# TASK DETAILS
Copy every line of the material below word for word, changing nothing.

# DATASET EXTRACT
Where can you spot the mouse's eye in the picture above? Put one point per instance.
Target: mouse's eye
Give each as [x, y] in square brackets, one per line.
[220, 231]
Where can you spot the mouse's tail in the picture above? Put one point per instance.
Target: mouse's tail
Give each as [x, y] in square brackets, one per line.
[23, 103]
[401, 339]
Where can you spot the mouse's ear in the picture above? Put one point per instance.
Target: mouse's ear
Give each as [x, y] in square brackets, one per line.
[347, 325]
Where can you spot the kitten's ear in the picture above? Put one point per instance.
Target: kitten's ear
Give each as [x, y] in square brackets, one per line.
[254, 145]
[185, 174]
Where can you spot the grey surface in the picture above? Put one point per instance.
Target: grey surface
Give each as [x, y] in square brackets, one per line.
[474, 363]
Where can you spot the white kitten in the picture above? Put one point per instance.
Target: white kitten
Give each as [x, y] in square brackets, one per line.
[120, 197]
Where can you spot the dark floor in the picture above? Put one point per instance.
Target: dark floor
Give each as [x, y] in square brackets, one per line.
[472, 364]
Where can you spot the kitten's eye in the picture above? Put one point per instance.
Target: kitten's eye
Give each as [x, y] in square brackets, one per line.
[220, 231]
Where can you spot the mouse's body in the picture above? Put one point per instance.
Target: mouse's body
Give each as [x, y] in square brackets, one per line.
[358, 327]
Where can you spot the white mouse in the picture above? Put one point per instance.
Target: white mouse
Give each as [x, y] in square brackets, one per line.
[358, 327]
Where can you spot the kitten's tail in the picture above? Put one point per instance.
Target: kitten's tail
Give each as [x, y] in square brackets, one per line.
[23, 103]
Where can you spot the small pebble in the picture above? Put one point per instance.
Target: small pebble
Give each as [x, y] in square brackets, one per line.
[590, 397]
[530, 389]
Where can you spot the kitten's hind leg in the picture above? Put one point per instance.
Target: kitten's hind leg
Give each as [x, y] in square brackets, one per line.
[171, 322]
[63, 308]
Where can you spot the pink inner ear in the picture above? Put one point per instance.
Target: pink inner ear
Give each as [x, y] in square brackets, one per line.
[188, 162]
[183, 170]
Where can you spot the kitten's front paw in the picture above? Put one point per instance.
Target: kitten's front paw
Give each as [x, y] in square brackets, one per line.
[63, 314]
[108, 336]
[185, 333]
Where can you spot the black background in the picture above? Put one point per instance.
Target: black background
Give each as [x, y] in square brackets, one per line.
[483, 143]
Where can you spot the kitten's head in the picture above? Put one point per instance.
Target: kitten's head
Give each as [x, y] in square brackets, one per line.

# TASK RESULT
Where can you spot the mouse's eye in the picture above? Put one point per instance.
Target: mouse's eye
Give each as [x, y] in square brackets, one per line.
[220, 231]
Where can you spot the mouse's tail in the picture above? Put one point per instance.
Target: mouse's tail
Give each as [x, y] in square brackets, one per line.
[23, 103]
[401, 339]
Where can you spot the mouse's ear in the picture above? Put one point per instance.
Target: mouse's ear
Give each as [x, y] in square brackets, one per line.
[347, 325]
Where can you spot the kitten's ear in the picture above? Put one point per instance.
Target: kitten's ear
Give each as [x, y] in square brackets, one per line.
[254, 145]
[185, 174]
Where can you spot the grey surface in the picture above? Put one point per instance.
Target: grey surface
Give each as [x, y] in square brackets, one per line.
[474, 363]
Where can you spot the white kitten in the picture above? Put one point per instance.
Target: white kitten
Give each as [x, y] in square brackets, one per line.
[120, 197]
Where can you spot the dark floor in the picture above? Put one point per instance.
Target: dark floor
Give each as [x, y] in square brackets, one per line.
[472, 364]
Where can you spot the kitten's eye in the picture above? Put one point per instance.
Target: kitten's eye
Give each as [x, y] in square brackets, one per line.
[220, 231]
Where can you spot the mouse's body in the picture above? Put one point per instance.
Target: mouse's body
Give each as [x, y] in square brackets, one per line.
[358, 327]
Where can you spot the white mouse in the picture above? Put one point per instance.
Target: white mouse
Give each as [x, y] in square brackets, one per line.
[358, 327]
Where can you spot the kitten's tail in the picture above? Put one point per instance.
Target: kitten's tail
Give each as [x, y] in square brackets, one per line.
[23, 103]
Where can you spot the small pebble in the picture above? Put one point per instance.
Target: small pebble
Give each as [x, y] in square brackets, one per line.
[590, 397]
[530, 389]
Where can you spot the kitten's hind leg in the picture above? Put one point per instance.
Target: kitten's hind leg
Give each as [x, y] in square brackets, one per line.
[171, 322]
[63, 308]
Where can you spot the pink inner ear in the picture above? Put one point per instance.
Target: pink inner ear
Give each as [x, y] in square brackets, one per line.
[188, 162]
[183, 170]
Where can you spot the kitten's front paw in the picture above? Put one point per instance.
Target: kitten's front paw
Give each as [x, y] in square brackets, one per line.
[63, 314]
[108, 336]
[185, 333]
Where can you spot the black background in the picture above? Put one point per instance.
Target: black background
Give each as [x, y] in square brackets, one per line.
[483, 143]
Where can you spot the kitten's head in the picture above? Put one point per instance.
Target: kitten's head
Give each as [x, y] in square brackets, one per line.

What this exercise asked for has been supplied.